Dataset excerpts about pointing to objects
______
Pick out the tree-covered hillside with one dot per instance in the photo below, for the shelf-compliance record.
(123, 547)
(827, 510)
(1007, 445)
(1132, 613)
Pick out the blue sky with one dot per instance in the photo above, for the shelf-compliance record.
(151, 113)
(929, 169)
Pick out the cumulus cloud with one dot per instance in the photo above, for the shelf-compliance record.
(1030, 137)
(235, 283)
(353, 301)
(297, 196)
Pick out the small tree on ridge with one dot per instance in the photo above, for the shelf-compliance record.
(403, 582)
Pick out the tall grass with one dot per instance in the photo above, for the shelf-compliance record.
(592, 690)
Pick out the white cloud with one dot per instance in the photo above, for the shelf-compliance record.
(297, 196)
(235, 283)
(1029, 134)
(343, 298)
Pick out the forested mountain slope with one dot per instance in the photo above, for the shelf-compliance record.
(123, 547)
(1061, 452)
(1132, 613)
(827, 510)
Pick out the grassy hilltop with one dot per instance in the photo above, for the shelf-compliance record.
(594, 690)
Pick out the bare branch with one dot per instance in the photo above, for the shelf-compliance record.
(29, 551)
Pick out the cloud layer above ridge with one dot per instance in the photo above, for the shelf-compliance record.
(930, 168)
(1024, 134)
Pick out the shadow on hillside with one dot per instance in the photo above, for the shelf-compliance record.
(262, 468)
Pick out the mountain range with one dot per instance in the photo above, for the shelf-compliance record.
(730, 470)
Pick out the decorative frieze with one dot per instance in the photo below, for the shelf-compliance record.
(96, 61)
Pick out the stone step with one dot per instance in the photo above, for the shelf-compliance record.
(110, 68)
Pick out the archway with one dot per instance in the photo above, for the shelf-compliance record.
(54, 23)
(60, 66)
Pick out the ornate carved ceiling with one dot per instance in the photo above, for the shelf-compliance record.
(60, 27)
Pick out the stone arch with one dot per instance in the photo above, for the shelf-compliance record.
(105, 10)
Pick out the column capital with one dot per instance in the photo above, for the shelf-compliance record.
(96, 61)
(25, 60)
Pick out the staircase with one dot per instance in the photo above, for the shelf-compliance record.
______
**REQUIRED WORK:**
Retype all of the entries above word for word, one line at a time and in the same order.

**SOLUTION FOR THIS TASK:**
Pick out the tree-covered hillside with one dot per instance in the photo below, for the shelf-compliance record.
(123, 547)
(827, 510)
(1007, 445)
(1132, 613)
Pick out the blue sky with one dot per instance in the photo above, for the shelf-compliance record.
(151, 113)
(929, 169)
Pick out the cumulus cloud with one dot per instance in the photo above, for the shelf-compliance record.
(1030, 137)
(235, 283)
(353, 301)
(297, 196)
Pick out the small tree on ridge with one dot per instance in the photo above, for the shelf-compliance record.
(403, 582)
Pick out the tall grass with one dot per instance in the photo above, for the shelf-compliance record.
(592, 690)
Pick out the white cloud with one dot per instance in the photo above, for the shelf-compliance record.
(297, 196)
(235, 283)
(1029, 134)
(343, 298)
Pick out the forested mountain slope with one dot per instance in the photo above, for the shelf-compliance record.
(123, 547)
(1061, 452)
(1132, 613)
(827, 510)
Pick out the grassy hilltop with one dot per instance in the photo above, for the shelf-compliance record.
(594, 690)
Pick out the bare branch with one dot per instance in the photo above, for the shelf-compliance record.
(29, 551)
Pick out the cloud layer above ridge with one dot per instance in the photo above, for the shelf-compliance record.
(930, 168)
(1024, 134)
Pick out the shadow on hillside with one dot per instance in the photo above, for the shelf-compliance record.
(262, 468)
Pick out the mountain range with one dot per instance in the photo above, for the shelf-compliance record.
(730, 470)
Pick out the decorative frieze with one dot per instance in the photo below, for the shelf-compliance record.
(96, 61)
Pick out the stone step with one dot per instance in the photo above, for the shelf-compliance record.
(110, 68)
Pick out the archway with one dot per instance in the photo above, for the shelf-compliance record.
(54, 23)
(60, 66)
Pick out the ornate carved ceiling with one dot per instance in the photo above, for the shelf-compliance record.
(60, 27)
Pick out the stone arch with one dot per instance in the photo above, for the shelf-compliance record.
(105, 10)
Pick out the column capital with one dot per instance in the photo above, for the shelf-compliance record.
(96, 61)
(25, 60)
Pick out the staircase with one dot per instance in the photo above, for the shelf-compliance record.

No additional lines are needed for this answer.